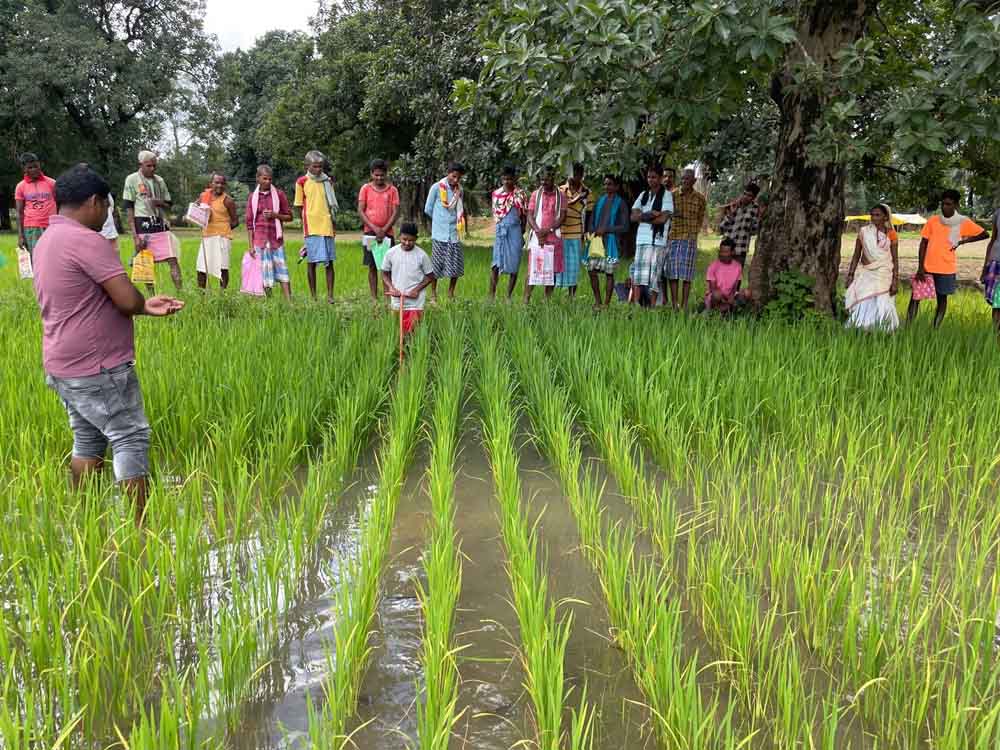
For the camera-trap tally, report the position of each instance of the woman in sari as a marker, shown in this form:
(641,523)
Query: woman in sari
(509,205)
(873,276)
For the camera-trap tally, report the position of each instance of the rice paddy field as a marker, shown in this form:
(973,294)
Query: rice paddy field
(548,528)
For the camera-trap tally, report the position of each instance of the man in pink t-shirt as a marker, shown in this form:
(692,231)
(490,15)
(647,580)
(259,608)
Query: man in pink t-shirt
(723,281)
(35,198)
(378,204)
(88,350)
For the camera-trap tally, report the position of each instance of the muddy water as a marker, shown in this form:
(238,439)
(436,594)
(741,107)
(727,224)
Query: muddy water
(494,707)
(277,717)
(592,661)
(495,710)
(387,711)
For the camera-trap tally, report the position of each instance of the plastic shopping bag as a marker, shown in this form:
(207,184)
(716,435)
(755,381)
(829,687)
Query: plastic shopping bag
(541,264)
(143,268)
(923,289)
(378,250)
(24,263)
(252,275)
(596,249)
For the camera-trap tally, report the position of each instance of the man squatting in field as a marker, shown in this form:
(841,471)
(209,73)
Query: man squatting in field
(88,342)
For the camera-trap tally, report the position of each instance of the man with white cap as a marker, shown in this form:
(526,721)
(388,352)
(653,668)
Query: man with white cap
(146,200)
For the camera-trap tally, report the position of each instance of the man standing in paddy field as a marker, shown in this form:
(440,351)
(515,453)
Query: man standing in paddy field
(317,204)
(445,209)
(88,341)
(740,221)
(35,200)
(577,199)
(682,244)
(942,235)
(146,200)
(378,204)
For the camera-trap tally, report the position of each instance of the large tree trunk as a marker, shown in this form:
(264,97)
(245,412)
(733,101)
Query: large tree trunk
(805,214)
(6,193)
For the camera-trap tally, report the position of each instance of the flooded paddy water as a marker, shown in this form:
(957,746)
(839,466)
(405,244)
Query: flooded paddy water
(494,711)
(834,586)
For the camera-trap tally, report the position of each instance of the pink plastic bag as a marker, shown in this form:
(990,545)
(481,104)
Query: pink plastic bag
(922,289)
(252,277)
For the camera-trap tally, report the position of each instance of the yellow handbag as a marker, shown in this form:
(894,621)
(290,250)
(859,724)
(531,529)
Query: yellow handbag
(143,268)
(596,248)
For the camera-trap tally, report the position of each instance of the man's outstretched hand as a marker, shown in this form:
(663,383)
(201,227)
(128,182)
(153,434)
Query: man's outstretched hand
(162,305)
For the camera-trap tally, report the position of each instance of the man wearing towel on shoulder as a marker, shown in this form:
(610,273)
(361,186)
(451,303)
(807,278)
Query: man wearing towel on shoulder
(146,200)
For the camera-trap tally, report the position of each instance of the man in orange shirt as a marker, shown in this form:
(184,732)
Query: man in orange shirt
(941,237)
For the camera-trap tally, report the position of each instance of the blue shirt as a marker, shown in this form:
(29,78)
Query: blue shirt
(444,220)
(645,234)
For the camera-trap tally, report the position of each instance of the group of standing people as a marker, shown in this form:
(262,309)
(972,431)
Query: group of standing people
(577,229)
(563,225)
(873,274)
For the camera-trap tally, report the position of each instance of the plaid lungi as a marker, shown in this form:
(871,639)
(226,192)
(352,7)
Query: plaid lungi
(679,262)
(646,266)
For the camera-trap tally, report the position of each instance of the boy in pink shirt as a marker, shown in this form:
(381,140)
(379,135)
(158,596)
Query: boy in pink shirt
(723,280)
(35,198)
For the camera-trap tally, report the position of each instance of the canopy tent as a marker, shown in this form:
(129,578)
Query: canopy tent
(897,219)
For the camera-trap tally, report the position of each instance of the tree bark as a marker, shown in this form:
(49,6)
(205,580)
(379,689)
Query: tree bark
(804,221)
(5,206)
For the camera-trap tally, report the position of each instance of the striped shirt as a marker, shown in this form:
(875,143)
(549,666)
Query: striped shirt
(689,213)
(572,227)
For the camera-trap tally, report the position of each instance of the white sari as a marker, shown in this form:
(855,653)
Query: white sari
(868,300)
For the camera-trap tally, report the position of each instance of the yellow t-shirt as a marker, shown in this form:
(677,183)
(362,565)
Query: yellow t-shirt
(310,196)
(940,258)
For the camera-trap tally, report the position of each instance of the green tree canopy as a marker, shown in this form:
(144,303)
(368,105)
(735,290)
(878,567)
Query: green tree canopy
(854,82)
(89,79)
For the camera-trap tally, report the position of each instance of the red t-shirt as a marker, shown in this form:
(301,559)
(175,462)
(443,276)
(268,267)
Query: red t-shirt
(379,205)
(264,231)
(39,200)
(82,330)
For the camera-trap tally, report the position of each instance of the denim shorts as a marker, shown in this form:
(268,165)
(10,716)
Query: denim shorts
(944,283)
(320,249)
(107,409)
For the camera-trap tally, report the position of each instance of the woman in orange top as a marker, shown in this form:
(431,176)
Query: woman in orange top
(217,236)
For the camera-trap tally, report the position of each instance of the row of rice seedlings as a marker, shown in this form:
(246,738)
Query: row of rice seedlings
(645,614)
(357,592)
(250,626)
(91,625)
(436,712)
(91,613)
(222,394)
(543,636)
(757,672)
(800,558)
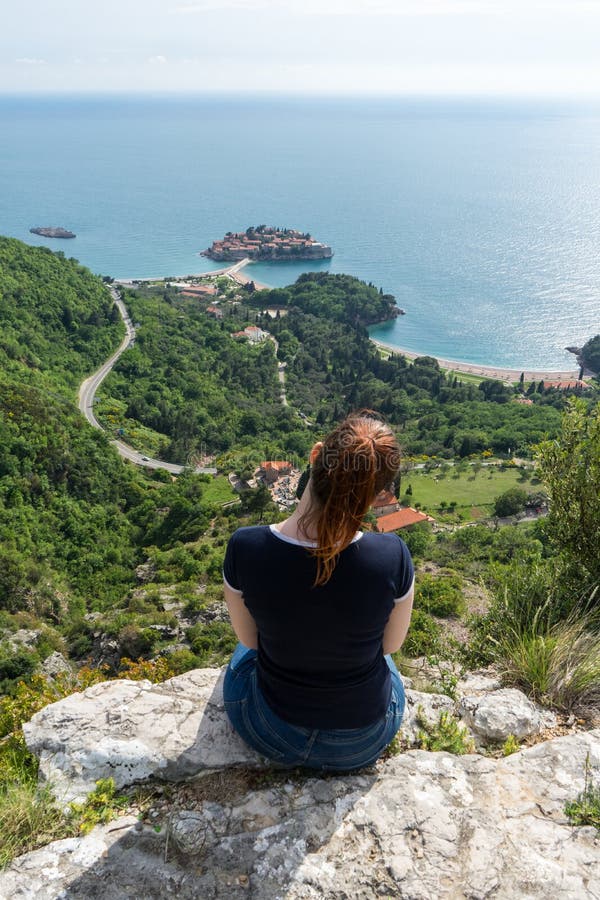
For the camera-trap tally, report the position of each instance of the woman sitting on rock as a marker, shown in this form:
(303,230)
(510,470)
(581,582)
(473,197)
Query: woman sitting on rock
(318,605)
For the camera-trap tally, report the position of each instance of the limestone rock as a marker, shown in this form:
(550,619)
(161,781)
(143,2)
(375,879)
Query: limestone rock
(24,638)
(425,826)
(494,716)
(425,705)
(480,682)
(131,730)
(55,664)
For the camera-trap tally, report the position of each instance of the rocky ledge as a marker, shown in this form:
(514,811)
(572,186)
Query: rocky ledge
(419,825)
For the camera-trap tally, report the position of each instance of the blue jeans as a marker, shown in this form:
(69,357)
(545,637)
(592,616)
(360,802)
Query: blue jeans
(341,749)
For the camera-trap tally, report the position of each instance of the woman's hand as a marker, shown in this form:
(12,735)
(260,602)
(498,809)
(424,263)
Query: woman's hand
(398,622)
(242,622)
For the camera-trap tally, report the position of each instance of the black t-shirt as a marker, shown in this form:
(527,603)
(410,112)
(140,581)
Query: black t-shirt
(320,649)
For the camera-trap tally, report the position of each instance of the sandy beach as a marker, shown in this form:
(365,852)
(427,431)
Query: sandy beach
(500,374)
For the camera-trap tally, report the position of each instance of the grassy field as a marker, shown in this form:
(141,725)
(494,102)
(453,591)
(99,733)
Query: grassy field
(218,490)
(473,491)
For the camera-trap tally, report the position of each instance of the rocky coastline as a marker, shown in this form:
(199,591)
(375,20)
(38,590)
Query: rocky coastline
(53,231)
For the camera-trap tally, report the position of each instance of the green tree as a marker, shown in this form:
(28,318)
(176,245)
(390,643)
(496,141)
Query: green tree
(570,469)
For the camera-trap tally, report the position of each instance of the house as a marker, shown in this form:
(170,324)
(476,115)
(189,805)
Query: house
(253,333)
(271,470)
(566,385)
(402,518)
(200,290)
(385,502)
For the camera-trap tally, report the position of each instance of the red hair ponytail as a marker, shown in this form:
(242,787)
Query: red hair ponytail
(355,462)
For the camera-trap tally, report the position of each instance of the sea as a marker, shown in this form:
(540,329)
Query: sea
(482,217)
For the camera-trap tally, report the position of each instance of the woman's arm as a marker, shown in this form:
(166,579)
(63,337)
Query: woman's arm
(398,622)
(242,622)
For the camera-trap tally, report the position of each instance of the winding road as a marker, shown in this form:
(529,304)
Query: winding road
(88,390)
★ ★ ★ ★ ★ ★ ★
-- Task details --
Please copy every line of the records above word for word, leaving out the pictures.

-- Result --
For the camera-trap tally, report the position of each instance of the woman in sari as a marker, shown in this form:
(641,523)
Query: woman in sari
(509,205)
(873,276)
For the camera-trap tally, report the position of each instance of the rice paddy field as a marker, shown in this form:
(973,294)
Query: rice paddy field
(548,528)
For the camera-trap tally, report the position of each instance of the man in pink t-shirt as a marker, shown in this form:
(692,231)
(490,15)
(647,580)
(259,608)
Query: man in pink t-shirt
(723,281)
(35,198)
(378,204)
(88,350)
For the camera-trap tally, report the position of each instance of the muddy water as a marker, shown in this form:
(238,439)
(436,594)
(741,107)
(727,224)
Query: muddy water
(494,707)
(277,717)
(592,661)
(495,710)
(387,711)
For the camera-trap tally, report the position of each instance of the plastic shopping bag as a marker, shown in this form:
(207,184)
(716,435)
(755,381)
(829,687)
Query: plastic shopping bag
(541,264)
(143,268)
(923,289)
(378,250)
(24,263)
(252,275)
(596,249)
For the camera-trap tally, report the position of each instance of the man squatting in field as a marker, shown in this form:
(841,471)
(209,73)
Query: man squatting in field
(88,342)
For the camera-trap tally, report the position of each instance of the man with white cap as a marker, shown in this form:
(526,721)
(388,352)
(653,668)
Query: man with white cap
(146,200)
For the camera-trap tally, report the position of each instance of the man standing in paddy field as a marker, shown in this form:
(440,351)
(515,453)
Query: man standing in paddy field
(317,204)
(445,209)
(88,341)
(740,221)
(35,200)
(577,199)
(682,244)
(942,235)
(146,200)
(378,204)
For the camera-trap tally, report the position of each instance of the large tree trunk as a marker, shown in this form:
(264,97)
(245,412)
(733,101)
Query: large tree trunk
(805,214)
(6,193)
For the camera-trap tally, report the position of each instance of the flooded paddy water as a marker, shown in this form:
(957,746)
(839,466)
(405,244)
Query: flooded paddy water
(494,711)
(834,586)
For the camera-trap tally, report the position of each instance of the pink plastic bag as a marker, shown in this form:
(990,545)
(481,104)
Query: pink plastic bag
(922,289)
(252,277)
For the camera-trap tally, report the position of each instance of the yellow handbag as a marker, shown in this form:
(894,621)
(290,250)
(859,724)
(531,529)
Query: yellow handbag
(143,268)
(596,248)
For the camera-trap tally, report the position of each instance of the man's outstretched hand as a marker, shown in this form:
(663,383)
(201,227)
(128,182)
(153,434)
Query: man's outstretched hand
(162,305)
For the camera-trap tally, report the position of each instance of the man wearing towel on shoulder as a marker, shown in this form:
(610,273)
(361,186)
(451,303)
(807,278)
Query: man wearing towel on shoulder
(146,200)
For the camera-trap tally, report the position of each instance of the man in orange shirt as a marker, shown in this form:
(184,732)
Query: man in orange shirt
(941,237)
For the camera-trap tally, report the position of each instance of the blue shirt as a marker, shown in this form:
(29,78)
Query: blue shirt
(444,220)
(645,234)
For the camera-trap tally, report the position of each instance of the group of standing people as a marker, shown in this form:
(262,309)
(972,431)
Query: group of standing people
(577,229)
(563,225)
(873,274)
For the camera-trap tally, report the position of each instance of the plaid lungi as a marker, shown in this form:
(871,639)
(226,192)
(352,7)
Query: plaid lungi
(679,262)
(646,266)
For the camera-trap tally, report the position of each instance of the boy in pink shirt as a marker, shown in this form:
(381,140)
(379,135)
(158,596)
Query: boy in pink shirt
(723,280)
(35,198)
For the camera-trap tally, report the position of each instance of the canopy tent as a marker, shown in this form:
(129,578)
Query: canopy tent
(897,219)
For the camera-trap tally, report the position of each instance of the tree bark as a marker, shown in this form:
(49,6)
(205,580)
(379,689)
Query: tree bark
(804,221)
(5,206)
For the camera-trap tally, report the position of each instance of the striped shirt as a marker, shown in this form:
(875,143)
(549,666)
Query: striped shirt
(689,213)
(572,227)
For the camera-trap tally, report the position of each instance of the white sari as a marker, shown in this form:
(855,653)
Query: white sari
(868,300)
For the camera-trap tally, report the position of each instance of the yellow t-shirt as a marker, shown in this form:
(677,183)
(362,565)
Query: yellow t-shirt
(310,196)
(940,258)
For the camera-trap tally, report the position of each instance of the green tree canopy as a marker, shown in this form:
(144,303)
(368,105)
(735,290)
(878,567)
Query: green tree canopy
(854,82)
(89,79)
For the camera-trap tally, report the position of each instance of the red t-shirt as a marker, shown in this form:
(301,559)
(175,462)
(443,276)
(268,267)
Query: red t-shirt
(379,205)
(264,231)
(39,200)
(82,330)
For the camera-trap tally, report the position of each instance of the denim shorts as a marker, shown in this form:
(268,165)
(10,716)
Query: denim shorts
(944,283)
(320,249)
(107,409)
For the camera-trap tally, report the position of each instance of the woman in orange top as a marker, shown in this form:
(431,176)
Query: woman in orange top
(217,236)
For the camera-trap tally, report the position of each instance of the row of rice seedlings as a marker, shown in this form:
(246,738)
Query: row of rice seedlings
(645,614)
(357,592)
(250,626)
(91,625)
(436,712)
(91,613)
(222,394)
(543,636)
(757,672)
(800,558)
For the camera-trap tally, report the position of each instance of the woman sitting on rock as a marker, shown in this form:
(303,230)
(510,470)
(581,582)
(473,197)
Query: woman sitting on rock
(318,605)
For the camera-trap tally, report the position of each instance of the limestone rock as a marker, shown in this form:
(550,619)
(161,781)
(143,2)
(375,879)
Query: limestone rock
(24,638)
(425,826)
(494,716)
(425,705)
(480,682)
(131,730)
(55,664)
For the camera-trap tally, report the position of each instance of the rocky ledge as a marker, shown in this form:
(514,811)
(572,186)
Query: rocky ledge
(419,825)
For the camera-trap tally, report the position of each instance of the blue jeans as a marker, shown in this form:
(69,357)
(545,637)
(592,616)
(360,802)
Query: blue jeans
(341,749)
For the camera-trap tally, report the position of each instance of the woman's hand as a marker, shown in this form:
(12,735)
(260,602)
(498,809)
(424,263)
Query: woman's hand
(398,622)
(242,622)
For the camera-trap tally, report the position of each instance of the black t-shirt as a marker, shown in this form:
(527,603)
(410,112)
(140,581)
Query: black t-shirt
(320,649)
For the camera-trap tally, report the position of each instance of the sandy beach as a marker, shown in this form:
(365,852)
(427,431)
Query: sandy beach
(500,374)
For the camera-trap tally, report the position of each instance of the grassy field as a marker, shown in this form:
(141,725)
(494,102)
(453,591)
(99,733)
Query: grassy field
(218,490)
(473,491)
For the camera-trap tally, report the position of each instance of the rocky coastline as a marker, shown in this form:
(199,591)
(375,20)
(38,590)
Query: rocky coastline
(53,231)
For the camera-trap tally, report the position of each instance of the green tree as a marker, shown in this form:
(28,318)
(176,245)
(390,643)
(496,141)
Query: green tree
(570,469)
For the camera-trap tally, report the position of each instance of the house as a marker, shown in this form:
(170,324)
(476,115)
(189,805)
Query: house
(253,333)
(271,470)
(566,385)
(402,518)
(200,290)
(385,502)
For the camera-trap tally, report the position of each instance of the red hair ponytail as a marker, shown in this form:
(242,787)
Query: red hair ponytail
(355,462)
For the camera-trap tally, report the position of each instance of the sea as a marker, shown in this form:
(540,329)
Query: sea
(482,217)
For the camera-trap tally, report the position of each instance of the woman's arm as a marker, shown in this form:
(166,579)
(63,337)
Query: woman's arm
(398,622)
(242,622)
For the camera-trap tally, report the position of each instance of the winding road as a marker, shown in this form:
(529,304)
Query: winding road
(88,390)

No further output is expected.